> [WHAT IS EXPECTED]: Please reproduce everything from the line containing "Would you be able to point to the cracked" down through the end of the records, replacing "olive green" with "khaki" and leaving all else unchanged. Omit the pictures from your answer.
—————
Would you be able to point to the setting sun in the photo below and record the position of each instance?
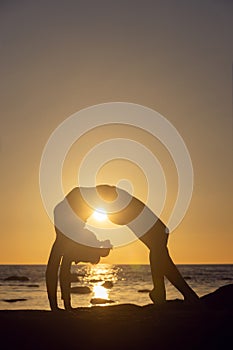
(100, 215)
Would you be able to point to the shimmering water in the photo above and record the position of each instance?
(126, 280)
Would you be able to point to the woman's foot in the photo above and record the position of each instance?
(157, 297)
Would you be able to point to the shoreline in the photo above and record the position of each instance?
(207, 325)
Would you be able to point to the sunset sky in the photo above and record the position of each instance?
(58, 57)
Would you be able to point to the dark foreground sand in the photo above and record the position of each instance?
(171, 326)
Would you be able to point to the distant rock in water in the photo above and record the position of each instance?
(80, 290)
(17, 278)
(33, 285)
(74, 277)
(13, 300)
(107, 284)
(220, 298)
(144, 291)
(93, 280)
(96, 301)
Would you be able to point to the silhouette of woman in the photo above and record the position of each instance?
(73, 243)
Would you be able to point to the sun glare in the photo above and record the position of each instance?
(100, 292)
(100, 215)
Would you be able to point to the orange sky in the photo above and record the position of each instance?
(60, 57)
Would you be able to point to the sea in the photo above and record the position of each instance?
(23, 286)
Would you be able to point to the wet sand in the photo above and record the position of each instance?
(207, 325)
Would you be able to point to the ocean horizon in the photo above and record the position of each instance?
(22, 286)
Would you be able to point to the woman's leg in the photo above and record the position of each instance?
(175, 277)
(158, 294)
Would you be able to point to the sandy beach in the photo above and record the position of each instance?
(175, 324)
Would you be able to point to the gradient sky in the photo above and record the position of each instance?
(58, 57)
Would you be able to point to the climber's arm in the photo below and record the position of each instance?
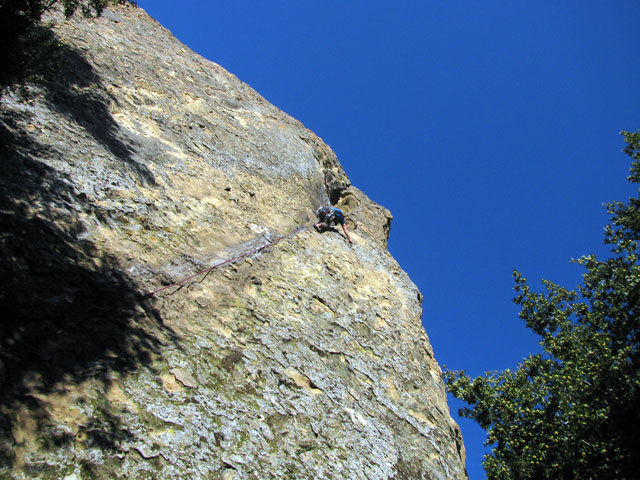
(346, 232)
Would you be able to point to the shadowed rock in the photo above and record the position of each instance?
(137, 164)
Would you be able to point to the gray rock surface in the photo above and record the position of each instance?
(137, 164)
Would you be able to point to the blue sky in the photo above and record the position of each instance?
(489, 129)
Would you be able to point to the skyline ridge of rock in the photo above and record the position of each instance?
(137, 164)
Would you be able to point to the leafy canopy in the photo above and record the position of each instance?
(572, 412)
(20, 29)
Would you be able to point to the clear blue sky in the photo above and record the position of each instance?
(489, 129)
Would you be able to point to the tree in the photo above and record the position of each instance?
(573, 411)
(19, 30)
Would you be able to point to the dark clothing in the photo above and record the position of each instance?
(331, 216)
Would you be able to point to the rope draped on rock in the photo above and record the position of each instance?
(229, 261)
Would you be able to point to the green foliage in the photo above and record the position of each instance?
(21, 32)
(572, 412)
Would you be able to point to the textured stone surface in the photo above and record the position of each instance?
(139, 164)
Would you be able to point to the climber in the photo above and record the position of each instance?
(330, 216)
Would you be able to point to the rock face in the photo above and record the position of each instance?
(136, 165)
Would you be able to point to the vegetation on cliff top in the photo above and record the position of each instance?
(572, 411)
(22, 36)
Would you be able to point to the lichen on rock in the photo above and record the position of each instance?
(137, 164)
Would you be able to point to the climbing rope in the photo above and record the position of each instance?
(228, 261)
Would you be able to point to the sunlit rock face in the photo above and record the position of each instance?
(137, 164)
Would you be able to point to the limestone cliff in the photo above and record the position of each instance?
(136, 164)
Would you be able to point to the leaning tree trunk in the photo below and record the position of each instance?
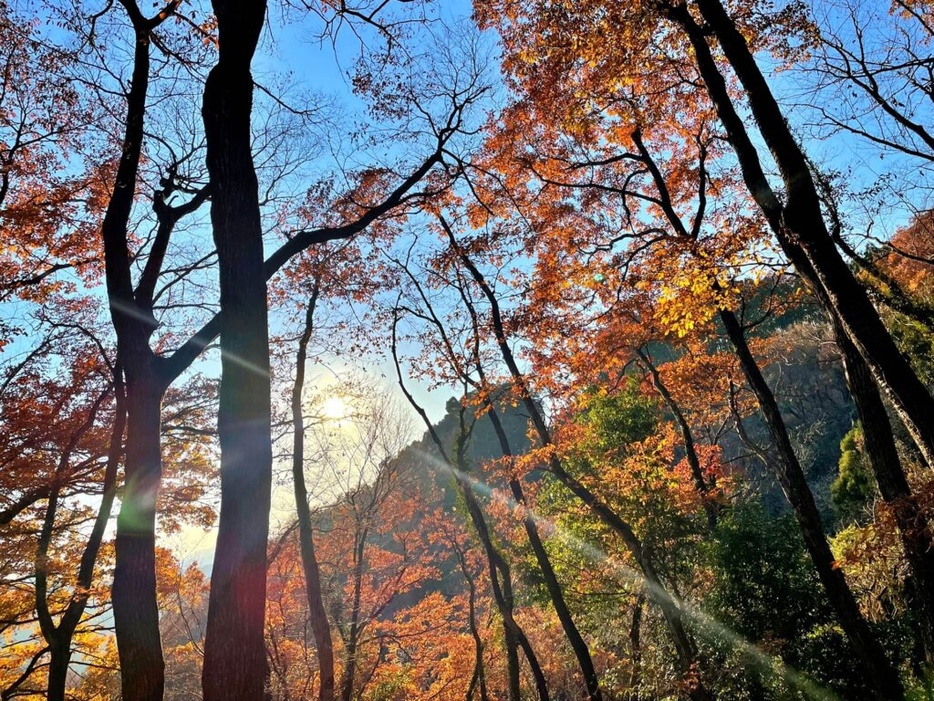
(878, 670)
(234, 651)
(799, 223)
(136, 612)
(578, 644)
(317, 613)
(687, 660)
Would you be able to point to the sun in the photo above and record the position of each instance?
(334, 408)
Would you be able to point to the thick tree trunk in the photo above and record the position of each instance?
(234, 653)
(136, 614)
(59, 661)
(799, 227)
(878, 670)
(913, 525)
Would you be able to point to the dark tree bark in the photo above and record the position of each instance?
(880, 673)
(913, 525)
(352, 640)
(690, 450)
(320, 628)
(555, 592)
(234, 651)
(687, 657)
(59, 637)
(863, 375)
(478, 678)
(799, 223)
(499, 572)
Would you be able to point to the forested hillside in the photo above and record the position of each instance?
(445, 351)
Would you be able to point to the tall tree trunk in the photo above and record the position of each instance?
(136, 613)
(320, 628)
(500, 574)
(353, 634)
(800, 229)
(234, 653)
(878, 670)
(687, 659)
(497, 566)
(478, 678)
(800, 222)
(555, 593)
(913, 525)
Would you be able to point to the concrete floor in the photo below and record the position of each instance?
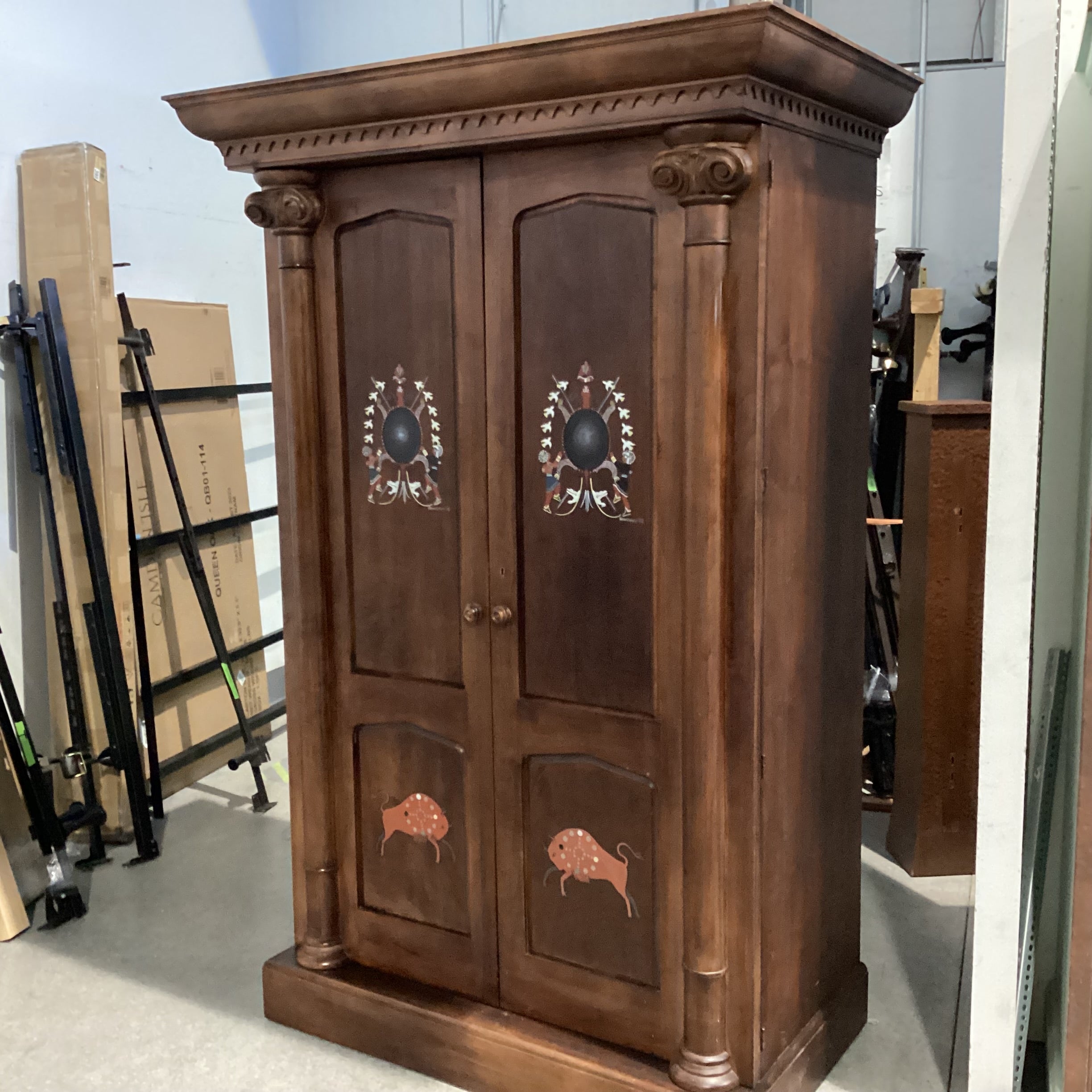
(161, 981)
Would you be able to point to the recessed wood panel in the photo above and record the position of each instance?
(591, 826)
(584, 321)
(397, 310)
(412, 824)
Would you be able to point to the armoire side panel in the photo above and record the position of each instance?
(822, 209)
(584, 274)
(398, 338)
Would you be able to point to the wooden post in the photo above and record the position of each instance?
(291, 207)
(707, 170)
(927, 306)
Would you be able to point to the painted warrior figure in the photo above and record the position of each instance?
(623, 471)
(551, 469)
(586, 377)
(433, 476)
(372, 461)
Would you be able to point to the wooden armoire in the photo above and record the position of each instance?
(571, 360)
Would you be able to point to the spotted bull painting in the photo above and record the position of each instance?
(577, 856)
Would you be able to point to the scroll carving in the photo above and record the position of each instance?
(288, 205)
(703, 174)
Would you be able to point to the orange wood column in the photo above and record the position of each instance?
(291, 207)
(707, 169)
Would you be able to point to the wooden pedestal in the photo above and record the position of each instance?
(944, 547)
(485, 1050)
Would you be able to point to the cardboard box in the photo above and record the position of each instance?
(193, 347)
(66, 235)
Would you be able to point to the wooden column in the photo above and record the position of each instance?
(291, 207)
(934, 822)
(707, 169)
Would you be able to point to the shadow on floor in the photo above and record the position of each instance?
(199, 922)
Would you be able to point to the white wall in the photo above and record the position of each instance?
(1066, 469)
(95, 72)
(961, 196)
(1010, 533)
(893, 28)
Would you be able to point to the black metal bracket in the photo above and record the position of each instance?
(148, 544)
(139, 345)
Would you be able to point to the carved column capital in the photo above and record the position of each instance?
(709, 164)
(289, 203)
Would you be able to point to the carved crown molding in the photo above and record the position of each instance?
(289, 203)
(700, 174)
(736, 99)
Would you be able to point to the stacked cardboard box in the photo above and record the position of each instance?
(193, 345)
(66, 222)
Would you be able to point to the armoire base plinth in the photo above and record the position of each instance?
(485, 1050)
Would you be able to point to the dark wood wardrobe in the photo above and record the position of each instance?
(571, 359)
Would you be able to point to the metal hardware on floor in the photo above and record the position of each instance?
(64, 901)
(139, 345)
(78, 759)
(1042, 776)
(47, 330)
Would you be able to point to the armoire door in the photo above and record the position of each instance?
(399, 278)
(583, 305)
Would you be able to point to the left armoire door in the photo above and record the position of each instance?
(399, 284)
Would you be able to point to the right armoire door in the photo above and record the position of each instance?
(583, 266)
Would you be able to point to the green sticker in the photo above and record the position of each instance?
(25, 742)
(231, 682)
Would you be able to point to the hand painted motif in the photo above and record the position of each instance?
(577, 856)
(420, 817)
(583, 469)
(405, 462)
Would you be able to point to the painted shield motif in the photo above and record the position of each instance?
(404, 463)
(588, 460)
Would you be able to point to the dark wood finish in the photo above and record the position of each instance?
(608, 927)
(944, 551)
(584, 274)
(290, 207)
(707, 170)
(479, 1047)
(396, 279)
(813, 436)
(412, 542)
(413, 877)
(616, 196)
(602, 703)
(766, 54)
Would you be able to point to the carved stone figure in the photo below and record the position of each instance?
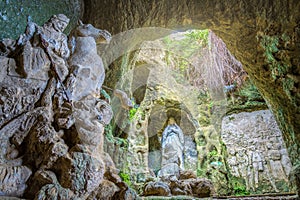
(172, 148)
(232, 161)
(256, 166)
(243, 161)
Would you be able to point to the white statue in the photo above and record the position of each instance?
(172, 144)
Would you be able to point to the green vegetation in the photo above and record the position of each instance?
(249, 91)
(133, 110)
(108, 130)
(212, 153)
(126, 178)
(270, 44)
(240, 190)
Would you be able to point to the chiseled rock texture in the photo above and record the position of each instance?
(256, 151)
(249, 28)
(187, 184)
(51, 130)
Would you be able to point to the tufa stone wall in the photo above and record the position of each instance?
(256, 151)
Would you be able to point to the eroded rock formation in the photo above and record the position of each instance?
(51, 121)
(248, 28)
(261, 158)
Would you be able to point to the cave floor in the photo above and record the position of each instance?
(263, 197)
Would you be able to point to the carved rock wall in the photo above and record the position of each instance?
(256, 151)
(247, 27)
(51, 131)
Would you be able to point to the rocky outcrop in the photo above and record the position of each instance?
(52, 120)
(260, 158)
(263, 35)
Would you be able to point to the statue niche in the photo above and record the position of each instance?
(172, 149)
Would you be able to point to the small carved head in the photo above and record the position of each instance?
(171, 121)
(59, 22)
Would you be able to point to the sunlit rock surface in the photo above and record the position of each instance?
(256, 151)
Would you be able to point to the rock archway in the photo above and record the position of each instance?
(263, 35)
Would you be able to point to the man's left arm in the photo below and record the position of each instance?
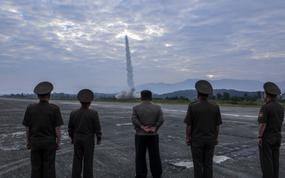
(58, 124)
(26, 123)
(262, 120)
(160, 120)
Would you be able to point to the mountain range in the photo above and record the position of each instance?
(229, 84)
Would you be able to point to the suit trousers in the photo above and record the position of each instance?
(83, 156)
(202, 155)
(148, 143)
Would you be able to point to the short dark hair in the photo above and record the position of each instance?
(203, 95)
(44, 95)
(270, 95)
(146, 95)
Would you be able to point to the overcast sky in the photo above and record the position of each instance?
(77, 44)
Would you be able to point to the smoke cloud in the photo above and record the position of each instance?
(130, 93)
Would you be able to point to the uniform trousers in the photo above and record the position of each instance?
(202, 155)
(148, 143)
(269, 157)
(43, 159)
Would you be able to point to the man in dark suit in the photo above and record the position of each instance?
(83, 125)
(147, 119)
(270, 121)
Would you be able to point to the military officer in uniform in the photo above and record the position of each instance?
(83, 125)
(203, 119)
(270, 120)
(43, 121)
(147, 119)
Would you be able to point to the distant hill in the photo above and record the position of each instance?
(59, 96)
(191, 94)
(240, 85)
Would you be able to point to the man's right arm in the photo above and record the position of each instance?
(98, 130)
(27, 123)
(188, 122)
(135, 119)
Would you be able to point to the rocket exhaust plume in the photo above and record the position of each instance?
(130, 75)
(130, 93)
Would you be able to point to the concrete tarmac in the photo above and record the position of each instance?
(236, 155)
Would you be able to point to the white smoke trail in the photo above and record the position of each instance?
(130, 93)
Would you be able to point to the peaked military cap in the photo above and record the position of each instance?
(85, 96)
(271, 88)
(204, 87)
(43, 88)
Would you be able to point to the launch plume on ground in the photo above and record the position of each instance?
(130, 92)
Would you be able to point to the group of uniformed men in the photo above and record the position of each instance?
(203, 118)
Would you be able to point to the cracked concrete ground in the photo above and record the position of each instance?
(237, 153)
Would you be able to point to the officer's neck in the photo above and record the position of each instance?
(202, 98)
(270, 99)
(44, 100)
(83, 106)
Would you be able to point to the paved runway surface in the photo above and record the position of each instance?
(236, 154)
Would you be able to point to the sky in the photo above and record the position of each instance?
(80, 43)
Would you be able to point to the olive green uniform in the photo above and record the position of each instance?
(204, 117)
(272, 114)
(41, 119)
(82, 126)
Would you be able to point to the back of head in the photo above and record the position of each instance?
(271, 89)
(43, 90)
(204, 89)
(85, 96)
(146, 95)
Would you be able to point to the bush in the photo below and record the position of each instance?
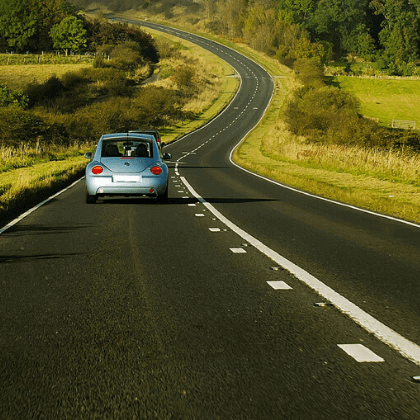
—————
> [COMPLETED TASK]:
Would you be able to point to the cracked concrete ground in the photo above and record the position of each instance?
(237, 153)
Would you be able to point to the officer's neck in the photo above and record the position of each instance?
(202, 98)
(270, 99)
(44, 100)
(83, 106)
Would you be able to point to the paved runway surface in the photo above and record the position of each instance?
(236, 154)
Would you be able to point to the sky in the photo above and record the position of each instance?
(80, 43)
Would you be able to point to the khaki uniform in the photo above and record the position of each instance?
(204, 117)
(272, 114)
(41, 119)
(82, 126)
Would you be able to point to the back of head in the photo above and record the position of each instance?
(271, 89)
(43, 90)
(204, 89)
(85, 96)
(146, 95)
Would you be able to point to the bush in the photo below and record the position of each instance?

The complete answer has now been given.